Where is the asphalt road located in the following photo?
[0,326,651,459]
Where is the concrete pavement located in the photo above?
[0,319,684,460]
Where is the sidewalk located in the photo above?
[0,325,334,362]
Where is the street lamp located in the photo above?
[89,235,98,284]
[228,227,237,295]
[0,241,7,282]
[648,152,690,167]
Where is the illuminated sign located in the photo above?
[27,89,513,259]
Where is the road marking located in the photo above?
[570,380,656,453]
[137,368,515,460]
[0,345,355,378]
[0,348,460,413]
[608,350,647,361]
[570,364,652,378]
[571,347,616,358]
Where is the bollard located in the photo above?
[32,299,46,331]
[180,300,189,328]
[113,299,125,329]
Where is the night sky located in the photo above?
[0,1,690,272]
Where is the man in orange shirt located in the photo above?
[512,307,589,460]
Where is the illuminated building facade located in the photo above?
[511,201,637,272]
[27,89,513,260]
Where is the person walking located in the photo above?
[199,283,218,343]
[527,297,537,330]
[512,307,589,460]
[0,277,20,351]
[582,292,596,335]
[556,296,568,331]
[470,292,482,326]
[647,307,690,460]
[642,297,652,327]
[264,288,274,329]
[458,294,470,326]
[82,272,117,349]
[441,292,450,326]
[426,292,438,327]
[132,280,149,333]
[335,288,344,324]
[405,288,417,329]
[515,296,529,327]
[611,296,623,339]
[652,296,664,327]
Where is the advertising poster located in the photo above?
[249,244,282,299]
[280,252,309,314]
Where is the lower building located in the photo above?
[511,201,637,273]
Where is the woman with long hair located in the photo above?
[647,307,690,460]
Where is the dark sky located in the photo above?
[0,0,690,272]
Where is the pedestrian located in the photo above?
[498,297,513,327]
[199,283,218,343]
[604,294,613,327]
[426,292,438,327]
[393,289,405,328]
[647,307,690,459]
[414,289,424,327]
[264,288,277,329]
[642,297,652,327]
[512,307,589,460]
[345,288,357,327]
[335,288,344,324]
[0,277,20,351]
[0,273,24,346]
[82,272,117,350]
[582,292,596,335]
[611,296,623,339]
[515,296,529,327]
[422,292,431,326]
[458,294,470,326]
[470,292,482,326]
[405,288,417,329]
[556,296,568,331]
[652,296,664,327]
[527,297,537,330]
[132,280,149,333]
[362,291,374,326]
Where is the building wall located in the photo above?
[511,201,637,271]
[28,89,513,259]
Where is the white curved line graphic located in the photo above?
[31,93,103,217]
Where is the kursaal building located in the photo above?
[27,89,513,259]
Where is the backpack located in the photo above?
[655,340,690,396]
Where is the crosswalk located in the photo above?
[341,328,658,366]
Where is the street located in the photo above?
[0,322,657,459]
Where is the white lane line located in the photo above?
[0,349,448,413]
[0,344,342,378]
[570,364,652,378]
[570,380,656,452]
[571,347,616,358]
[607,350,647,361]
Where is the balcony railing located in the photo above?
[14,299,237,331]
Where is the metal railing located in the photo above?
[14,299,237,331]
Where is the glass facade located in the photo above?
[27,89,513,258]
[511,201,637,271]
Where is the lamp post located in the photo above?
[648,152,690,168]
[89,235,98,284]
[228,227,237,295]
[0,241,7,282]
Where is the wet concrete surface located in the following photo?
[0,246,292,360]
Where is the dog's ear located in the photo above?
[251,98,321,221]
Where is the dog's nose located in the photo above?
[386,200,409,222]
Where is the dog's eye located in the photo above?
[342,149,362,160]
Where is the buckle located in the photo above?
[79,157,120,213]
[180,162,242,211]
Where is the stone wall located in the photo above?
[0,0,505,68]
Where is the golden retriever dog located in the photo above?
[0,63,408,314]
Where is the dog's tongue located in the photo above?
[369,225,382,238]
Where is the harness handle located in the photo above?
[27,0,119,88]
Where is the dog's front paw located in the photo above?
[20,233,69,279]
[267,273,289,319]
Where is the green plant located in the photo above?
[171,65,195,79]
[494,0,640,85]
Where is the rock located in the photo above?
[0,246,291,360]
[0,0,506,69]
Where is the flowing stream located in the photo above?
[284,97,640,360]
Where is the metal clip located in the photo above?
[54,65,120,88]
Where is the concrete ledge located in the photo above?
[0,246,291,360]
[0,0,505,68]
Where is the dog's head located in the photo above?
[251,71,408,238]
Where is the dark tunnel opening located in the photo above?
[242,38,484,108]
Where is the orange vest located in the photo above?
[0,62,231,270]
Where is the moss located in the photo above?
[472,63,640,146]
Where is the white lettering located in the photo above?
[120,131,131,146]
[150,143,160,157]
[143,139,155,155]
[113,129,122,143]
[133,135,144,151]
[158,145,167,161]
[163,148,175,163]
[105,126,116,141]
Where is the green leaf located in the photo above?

=-=-=

EXERCISE DESCRIPTION:
Switch every "located" in the material above to "positioned" and write all of it out again, changing nothing else.

EXERCISE ANSWER:
Where is the asphalt road positioned in the following photo?
[0,326,651,459]
Where is the concrete pavement positioned in the photo above?
[0,319,684,460]
Where is the sidewalk positioned in the photo above?
[0,325,334,362]
Where is the street lamp positioned in the photo above?
[89,235,98,284]
[228,227,237,295]
[0,241,7,282]
[648,152,690,167]
Where is the illuminated sign positioned in the photo above?
[27,89,513,259]
Where is the road marking positioned in the photo above?
[570,380,656,453]
[137,368,515,460]
[0,345,355,378]
[0,348,460,413]
[608,350,647,361]
[570,364,652,378]
[571,347,616,358]
Where is the bollard positioned in the photo above?
[32,299,46,331]
[180,300,189,328]
[113,299,125,329]
Where is the night sky positioned in the photo above?
[0,1,690,272]
Where is the man in orange shirt positioned in the photo above?
[512,307,589,460]
Where is the illuminated building facade positioned in the photo above?
[511,201,637,272]
[27,89,513,260]
Where is the person walking positioned in the photo above?
[199,283,218,343]
[527,297,537,330]
[512,307,589,460]
[0,277,20,351]
[582,292,596,335]
[556,296,568,331]
[470,292,482,326]
[647,307,690,460]
[642,297,652,327]
[264,288,274,329]
[458,294,470,326]
[82,272,117,349]
[441,292,450,326]
[426,292,438,327]
[132,280,149,333]
[335,288,344,324]
[405,288,417,329]
[515,296,529,327]
[611,296,623,339]
[652,296,664,327]
Where is the advertising poster positioned in the photo above?
[249,244,282,299]
[280,252,309,314]
Where is the lower building positioned in the photo above?
[511,201,637,273]
Where is the woman with long hair positioned in the photo above?
[647,307,690,460]
Where is the dark sky positioned in the photo above?
[0,0,690,272]
Where is the pedestrian positioned in the photo above?
[498,297,513,327]
[199,283,218,343]
[604,294,613,327]
[426,292,438,327]
[393,289,405,328]
[647,307,690,459]
[414,289,424,327]
[264,288,277,329]
[642,297,652,327]
[512,307,589,460]
[345,288,357,327]
[335,288,344,324]
[0,277,20,351]
[0,273,24,346]
[82,272,117,350]
[582,292,596,335]
[611,296,623,339]
[515,296,529,327]
[422,292,431,326]
[458,294,470,326]
[470,292,482,326]
[405,288,417,329]
[556,296,568,331]
[652,296,664,327]
[527,297,537,330]
[132,280,149,333]
[362,291,374,326]
Where is the building wall positioned in the photo above?
[511,201,637,271]
[28,89,513,259]
Where is the white curved line graphic positioned in the photo above?
[31,93,103,217]
Where is the kursaal building positioned in the photo above?
[27,89,513,259]
Where is the backpack positioned in the photo above?
[655,340,690,396]
Where is the crosswalk positioned in the photo above?
[341,328,658,366]
Where is the street positioned in the photo above?
[0,322,657,459]
Where is the white lane line positioned in the photo above?
[0,349,448,413]
[0,344,342,378]
[570,364,652,378]
[570,380,656,452]
[571,347,616,358]
[607,350,647,361]
Where is the balcony railing positioned in the photo above?
[14,299,237,331]
Where is the metal railing positioned in the photo above?
[14,299,237,331]
Where is the glass facade positioned in the photo above?
[27,89,513,258]
[511,201,637,271]
Where is the lamp post positioned in the photo above?
[648,152,690,168]
[89,235,98,284]
[228,227,237,295]
[0,241,7,282]
Where is the wet concrete surface positioned in the following photo?
[0,246,292,360]
Where is the dog's ear positioned in the photo above?
[251,98,321,221]
Where is the dog's nose positioned in the photo above?
[386,200,409,222]
Where is the dog's eye positioned in the photo above?
[342,149,362,160]
Where is the buckle positioned in the photo above?
[79,157,120,213]
[180,162,242,211]
Where is the stone wall positioned in the photo above?
[0,0,505,68]
Where is the golden retriever dog positioned in the photo above?
[0,63,408,314]
Where is the dog's tongue positioned in the photo above?
[369,225,382,238]
Where is the harness handle positioned in the photo above?
[27,0,119,88]
Where is the dog's front paw positioned in the photo above?
[20,233,69,279]
[267,273,289,319]
Where is the green plant positioned in the photo above?
[171,65,195,79]
[494,0,640,85]
Where is the rock positioned in the photo above?
[0,246,291,360]
[0,0,506,69]
Where is the flowing stream positioned in the photo above?
[284,97,640,360]
Where is the metal clip positioned in the photo above?
[54,65,120,88]
Where is the concrete ledge positioned in the photo above?
[0,246,291,360]
[0,0,505,68]
Where is the dog's head positioned in the photo above?
[251,71,408,238]
Where is the dark tunnel opening positioned in the photo above?
[242,38,484,108]
Where is the orange vest positioned in the photo above?
[0,62,231,270]
Where is the moss positioned in the photo above?
[472,63,640,146]
Where is the white lettering positioned in the photo above?
[120,131,131,146]
[150,143,160,157]
[143,139,155,155]
[113,129,122,143]
[133,135,144,151]
[158,145,167,161]
[163,148,175,163]
[105,126,116,141]
Where is the green leaf positioned in the photo above?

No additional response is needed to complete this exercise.